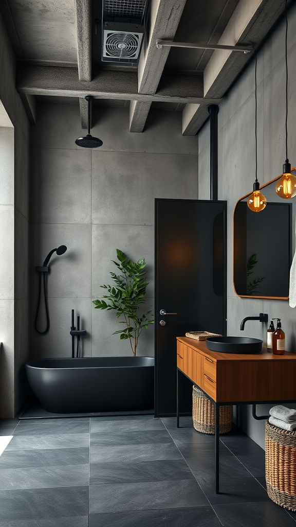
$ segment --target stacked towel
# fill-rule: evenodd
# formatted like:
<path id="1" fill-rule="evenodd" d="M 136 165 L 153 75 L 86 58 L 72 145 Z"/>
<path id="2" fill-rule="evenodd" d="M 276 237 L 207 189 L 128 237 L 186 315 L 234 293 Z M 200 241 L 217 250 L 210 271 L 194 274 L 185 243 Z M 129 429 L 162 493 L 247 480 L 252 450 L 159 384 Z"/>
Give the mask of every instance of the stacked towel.
<path id="1" fill-rule="evenodd" d="M 284 430 L 294 430 L 296 428 L 296 411 L 286 406 L 273 406 L 269 411 L 269 422 Z"/>

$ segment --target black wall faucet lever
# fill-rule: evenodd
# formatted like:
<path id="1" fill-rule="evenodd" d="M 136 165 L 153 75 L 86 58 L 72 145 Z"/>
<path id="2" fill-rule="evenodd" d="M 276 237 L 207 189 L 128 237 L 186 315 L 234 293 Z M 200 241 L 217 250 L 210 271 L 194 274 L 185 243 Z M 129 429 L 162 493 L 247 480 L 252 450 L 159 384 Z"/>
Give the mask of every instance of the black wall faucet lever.
<path id="1" fill-rule="evenodd" d="M 247 320 L 259 320 L 260 322 L 268 322 L 267 313 L 259 313 L 259 317 L 245 317 L 241 322 L 241 331 L 244 329 L 244 325 Z"/>

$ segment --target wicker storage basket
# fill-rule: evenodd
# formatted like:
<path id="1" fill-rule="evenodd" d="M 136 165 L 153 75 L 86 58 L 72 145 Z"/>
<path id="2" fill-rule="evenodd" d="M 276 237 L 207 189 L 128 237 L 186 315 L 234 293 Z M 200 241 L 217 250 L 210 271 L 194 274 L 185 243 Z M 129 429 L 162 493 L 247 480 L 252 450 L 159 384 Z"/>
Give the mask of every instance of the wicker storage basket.
<path id="1" fill-rule="evenodd" d="M 226 434 L 232 426 L 232 406 L 220 406 L 219 433 Z M 192 418 L 195 430 L 202 434 L 215 433 L 215 406 L 194 384 L 192 392 Z"/>
<path id="2" fill-rule="evenodd" d="M 296 431 L 271 424 L 265 427 L 267 493 L 278 505 L 296 511 Z"/>

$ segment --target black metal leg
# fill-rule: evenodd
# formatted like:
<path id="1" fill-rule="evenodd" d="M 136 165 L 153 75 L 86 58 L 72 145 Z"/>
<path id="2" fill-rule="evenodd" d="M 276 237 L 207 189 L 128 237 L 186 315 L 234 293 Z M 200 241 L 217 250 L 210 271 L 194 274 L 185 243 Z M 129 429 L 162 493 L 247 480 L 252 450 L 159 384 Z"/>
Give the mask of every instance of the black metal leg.
<path id="1" fill-rule="evenodd" d="M 215 460 L 216 473 L 216 494 L 219 493 L 219 408 L 220 405 L 215 404 Z"/>
<path id="2" fill-rule="evenodd" d="M 179 426 L 179 370 L 177 368 L 177 428 L 180 428 Z"/>

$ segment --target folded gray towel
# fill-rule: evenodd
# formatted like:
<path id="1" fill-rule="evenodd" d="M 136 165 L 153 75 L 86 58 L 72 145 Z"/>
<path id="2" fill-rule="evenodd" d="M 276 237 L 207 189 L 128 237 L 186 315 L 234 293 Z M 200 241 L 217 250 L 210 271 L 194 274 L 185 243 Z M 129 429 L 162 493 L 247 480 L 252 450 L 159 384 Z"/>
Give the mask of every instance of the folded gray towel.
<path id="1" fill-rule="evenodd" d="M 286 423 L 285 421 L 282 421 L 281 419 L 277 419 L 276 417 L 273 417 L 272 416 L 269 419 L 269 421 L 271 425 L 275 425 L 275 426 L 278 426 L 279 428 L 282 428 L 284 430 L 294 430 L 296 428 L 296 421 L 294 421 L 293 423 Z"/>
<path id="2" fill-rule="evenodd" d="M 278 406 L 273 406 L 269 411 L 270 415 L 276 419 L 281 419 L 285 423 L 292 423 L 292 421 L 296 421 L 296 410 L 291 408 L 287 408 L 287 406 L 281 406 L 279 405 Z"/>

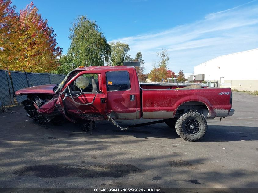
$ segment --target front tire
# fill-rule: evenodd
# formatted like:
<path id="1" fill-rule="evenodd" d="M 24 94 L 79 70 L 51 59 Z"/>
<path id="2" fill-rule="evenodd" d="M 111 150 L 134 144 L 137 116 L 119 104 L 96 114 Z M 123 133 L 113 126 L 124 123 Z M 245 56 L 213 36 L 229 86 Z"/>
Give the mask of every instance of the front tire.
<path id="1" fill-rule="evenodd" d="M 180 116 L 175 127 L 180 137 L 187 141 L 196 141 L 205 134 L 208 126 L 203 116 L 197 112 L 191 111 Z"/>

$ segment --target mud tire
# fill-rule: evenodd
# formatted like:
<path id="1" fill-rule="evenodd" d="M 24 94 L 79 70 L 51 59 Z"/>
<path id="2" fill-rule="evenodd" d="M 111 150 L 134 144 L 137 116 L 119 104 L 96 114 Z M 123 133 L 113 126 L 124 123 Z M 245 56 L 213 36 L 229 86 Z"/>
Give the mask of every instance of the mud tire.
<path id="1" fill-rule="evenodd" d="M 194 120 L 198 123 L 198 131 L 189 134 L 186 130 L 186 124 L 189 120 Z M 176 131 L 179 136 L 187 141 L 197 141 L 205 134 L 208 126 L 205 118 L 197 112 L 191 111 L 181 115 L 176 123 Z"/>

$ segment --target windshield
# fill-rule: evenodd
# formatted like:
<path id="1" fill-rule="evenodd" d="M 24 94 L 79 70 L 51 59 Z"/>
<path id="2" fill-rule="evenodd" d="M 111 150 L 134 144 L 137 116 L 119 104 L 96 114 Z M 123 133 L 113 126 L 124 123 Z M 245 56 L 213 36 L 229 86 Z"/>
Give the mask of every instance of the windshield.
<path id="1" fill-rule="evenodd" d="M 64 79 L 62 82 L 61 82 L 61 83 L 59 84 L 57 88 L 56 88 L 56 87 L 55 87 L 55 88 L 54 88 L 54 91 L 55 92 L 55 93 L 57 93 L 59 91 L 62 89 L 63 87 L 64 87 L 64 84 L 65 84 L 65 83 L 67 81 L 67 80 L 68 79 L 70 79 L 72 78 L 80 72 L 84 70 L 73 70 L 72 71 L 71 71 L 71 72 L 69 72 L 69 73 L 66 75 L 66 76 L 65 77 Z"/>

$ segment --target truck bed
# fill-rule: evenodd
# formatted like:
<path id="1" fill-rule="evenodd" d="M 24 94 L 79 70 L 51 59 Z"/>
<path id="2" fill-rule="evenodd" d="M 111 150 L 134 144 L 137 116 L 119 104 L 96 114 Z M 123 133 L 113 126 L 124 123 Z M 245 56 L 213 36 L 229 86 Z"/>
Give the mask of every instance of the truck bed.
<path id="1" fill-rule="evenodd" d="M 173 83 L 154 83 L 141 82 L 140 83 L 140 86 L 144 89 L 176 89 L 181 88 L 186 86 L 191 85 L 191 84 L 173 84 Z M 202 88 L 207 88 L 205 84 L 201 84 Z"/>
<path id="2" fill-rule="evenodd" d="M 206 107 L 207 118 L 227 116 L 232 106 L 229 88 L 170 89 L 167 87 L 174 86 L 143 85 L 142 87 L 148 88 L 144 89 L 142 86 L 144 119 L 173 118 L 182 105 Z"/>

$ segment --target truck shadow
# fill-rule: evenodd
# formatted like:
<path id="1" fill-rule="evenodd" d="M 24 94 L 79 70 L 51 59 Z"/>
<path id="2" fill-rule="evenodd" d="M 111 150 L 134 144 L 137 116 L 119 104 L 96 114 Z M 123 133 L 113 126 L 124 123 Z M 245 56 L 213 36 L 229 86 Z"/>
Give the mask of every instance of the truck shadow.
<path id="1" fill-rule="evenodd" d="M 175 139 L 180 138 L 175 131 L 165 123 L 129 128 L 127 131 L 120 130 L 111 123 L 100 122 L 96 131 L 99 134 L 127 135 L 138 138 L 151 138 L 160 140 L 161 138 Z M 111 123 L 111 125 L 112 123 Z M 104 128 L 109 128 L 107 132 Z M 183 140 L 182 139 L 182 140 Z M 214 142 L 235 141 L 240 141 L 258 140 L 258 127 L 209 125 L 207 131 L 203 138 L 199 142 Z"/>

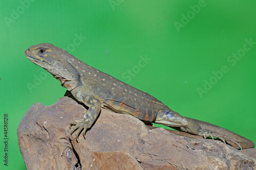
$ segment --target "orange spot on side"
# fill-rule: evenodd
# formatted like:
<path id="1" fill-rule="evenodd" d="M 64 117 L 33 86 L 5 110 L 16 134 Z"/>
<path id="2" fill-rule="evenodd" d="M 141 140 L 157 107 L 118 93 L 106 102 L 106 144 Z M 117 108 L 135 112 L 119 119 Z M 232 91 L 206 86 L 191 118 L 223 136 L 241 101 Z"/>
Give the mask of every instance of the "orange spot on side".
<path id="1" fill-rule="evenodd" d="M 146 121 L 148 121 L 150 118 L 148 118 L 148 115 L 147 114 L 146 114 L 146 116 L 145 116 L 145 120 Z"/>
<path id="2" fill-rule="evenodd" d="M 133 115 L 136 116 L 136 117 L 138 117 L 140 113 L 139 112 L 139 111 L 137 110 L 135 110 L 135 111 L 134 112 L 134 113 L 133 113 Z"/>

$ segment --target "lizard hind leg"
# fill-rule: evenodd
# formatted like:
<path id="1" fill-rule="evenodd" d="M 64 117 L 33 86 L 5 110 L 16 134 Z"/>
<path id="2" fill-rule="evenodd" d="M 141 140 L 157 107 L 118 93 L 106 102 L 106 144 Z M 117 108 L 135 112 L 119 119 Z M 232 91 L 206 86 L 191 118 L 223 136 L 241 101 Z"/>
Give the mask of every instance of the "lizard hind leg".
<path id="1" fill-rule="evenodd" d="M 170 109 L 161 109 L 158 111 L 154 123 L 178 128 L 181 131 L 196 135 L 199 135 L 201 129 L 199 124 L 194 119 L 182 116 Z"/>
<path id="2" fill-rule="evenodd" d="M 157 113 L 157 117 L 154 122 L 157 124 L 164 125 L 174 128 L 175 129 L 179 130 L 183 132 L 200 135 L 204 137 L 204 138 L 206 137 L 211 137 L 214 139 L 214 137 L 216 137 L 221 139 L 224 143 L 226 143 L 225 141 L 231 141 L 233 142 L 237 147 L 238 147 L 238 148 L 242 150 L 242 147 L 240 144 L 237 141 L 232 139 L 230 137 L 224 134 L 221 134 L 216 132 L 215 131 L 204 129 L 205 127 L 202 128 L 200 125 L 201 121 L 182 116 L 180 114 L 170 109 L 170 110 L 160 110 Z M 214 127 L 216 127 L 214 125 L 210 125 Z"/>

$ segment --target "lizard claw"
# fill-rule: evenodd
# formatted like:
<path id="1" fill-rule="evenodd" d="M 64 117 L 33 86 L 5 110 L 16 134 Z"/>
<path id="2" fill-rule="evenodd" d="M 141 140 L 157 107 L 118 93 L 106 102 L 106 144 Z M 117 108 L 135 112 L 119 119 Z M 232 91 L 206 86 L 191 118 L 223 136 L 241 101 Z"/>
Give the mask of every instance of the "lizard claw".
<path id="1" fill-rule="evenodd" d="M 76 134 L 76 139 L 78 143 L 78 137 L 82 130 L 82 133 L 83 137 L 86 138 L 86 133 L 87 129 L 90 128 L 91 126 L 87 124 L 87 123 L 84 120 L 75 120 L 71 121 L 69 123 L 69 128 L 70 130 L 69 131 L 69 138 L 73 140 L 71 138 L 72 134 L 76 130 L 77 130 Z"/>
<path id="2" fill-rule="evenodd" d="M 226 136 L 218 133 L 216 132 L 212 131 L 208 129 L 201 129 L 199 131 L 199 135 L 203 136 L 205 139 L 207 137 L 211 137 L 212 139 L 214 139 L 214 137 L 216 137 L 217 138 L 221 139 L 225 144 L 226 140 L 230 140 L 237 144 L 238 147 L 241 149 L 241 151 L 243 150 L 242 147 L 240 145 L 240 144 L 238 143 L 237 142 L 232 139 L 231 138 Z"/>

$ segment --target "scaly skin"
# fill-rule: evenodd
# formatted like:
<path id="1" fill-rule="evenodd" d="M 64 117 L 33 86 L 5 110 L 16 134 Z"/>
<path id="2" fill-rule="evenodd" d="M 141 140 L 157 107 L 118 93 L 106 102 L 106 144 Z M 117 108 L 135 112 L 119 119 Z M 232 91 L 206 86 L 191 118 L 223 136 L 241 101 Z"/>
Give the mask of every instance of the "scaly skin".
<path id="1" fill-rule="evenodd" d="M 185 117 L 173 111 L 157 99 L 98 70 L 49 43 L 32 46 L 27 58 L 60 81 L 78 101 L 89 107 L 84 120 L 70 123 L 70 137 L 82 131 L 84 136 L 98 117 L 101 108 L 133 115 L 145 123 L 156 123 L 204 137 L 215 137 L 239 148 L 254 148 L 243 136 L 204 122 Z M 231 142 L 230 142 L 231 141 Z"/>

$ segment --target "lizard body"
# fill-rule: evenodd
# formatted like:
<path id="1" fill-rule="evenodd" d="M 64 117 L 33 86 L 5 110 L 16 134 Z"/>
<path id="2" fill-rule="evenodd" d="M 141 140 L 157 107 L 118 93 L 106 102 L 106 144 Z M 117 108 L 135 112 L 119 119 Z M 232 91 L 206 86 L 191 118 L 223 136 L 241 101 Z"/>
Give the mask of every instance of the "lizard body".
<path id="1" fill-rule="evenodd" d="M 225 129 L 182 116 L 155 98 L 77 59 L 63 49 L 49 43 L 32 46 L 27 58 L 60 81 L 78 101 L 89 107 L 84 120 L 71 121 L 70 137 L 76 138 L 96 119 L 101 108 L 135 116 L 144 123 L 156 123 L 204 137 L 215 137 L 234 143 L 234 147 L 254 148 L 250 140 Z"/>

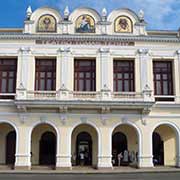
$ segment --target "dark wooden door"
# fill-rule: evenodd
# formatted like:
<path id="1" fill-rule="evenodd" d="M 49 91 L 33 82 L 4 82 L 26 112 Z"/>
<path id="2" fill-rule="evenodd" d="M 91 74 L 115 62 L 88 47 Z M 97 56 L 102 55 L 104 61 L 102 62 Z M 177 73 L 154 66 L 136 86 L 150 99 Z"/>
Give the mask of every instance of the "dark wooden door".
<path id="1" fill-rule="evenodd" d="M 112 137 L 112 156 L 115 160 L 115 166 L 118 165 L 118 154 L 123 154 L 125 150 L 128 150 L 126 135 L 122 132 L 115 133 Z"/>
<path id="2" fill-rule="evenodd" d="M 55 165 L 56 163 L 56 136 L 52 132 L 46 132 L 40 140 L 39 164 Z"/>
<path id="3" fill-rule="evenodd" d="M 154 165 L 164 165 L 164 142 L 156 132 L 153 133 L 153 163 Z"/>
<path id="4" fill-rule="evenodd" d="M 92 138 L 87 132 L 81 132 L 77 136 L 76 142 L 76 165 L 81 164 L 80 154 L 84 154 L 84 166 L 92 165 Z"/>
<path id="5" fill-rule="evenodd" d="M 11 131 L 6 136 L 6 164 L 13 165 L 15 163 L 16 153 L 16 132 Z"/>

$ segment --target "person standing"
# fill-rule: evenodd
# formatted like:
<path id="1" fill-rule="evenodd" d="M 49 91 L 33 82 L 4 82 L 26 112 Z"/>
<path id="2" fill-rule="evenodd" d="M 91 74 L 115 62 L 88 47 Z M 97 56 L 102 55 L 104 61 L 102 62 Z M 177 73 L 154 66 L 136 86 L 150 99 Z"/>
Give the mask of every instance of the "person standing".
<path id="1" fill-rule="evenodd" d="M 121 166 L 121 159 L 123 158 L 122 152 L 118 154 L 118 166 Z"/>

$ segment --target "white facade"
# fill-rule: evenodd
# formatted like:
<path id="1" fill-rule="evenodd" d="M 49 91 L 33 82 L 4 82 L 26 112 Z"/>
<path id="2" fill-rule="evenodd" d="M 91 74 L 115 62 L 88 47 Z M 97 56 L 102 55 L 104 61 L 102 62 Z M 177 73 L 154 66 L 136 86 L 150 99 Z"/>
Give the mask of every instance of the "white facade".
____
_Task statement_: Copy out each line of the listing above that contains the word "wicker", matching case exactly.

_Full output_:
$ segment --target wicker storage basket
Give the mask of every instance of the wicker storage basket.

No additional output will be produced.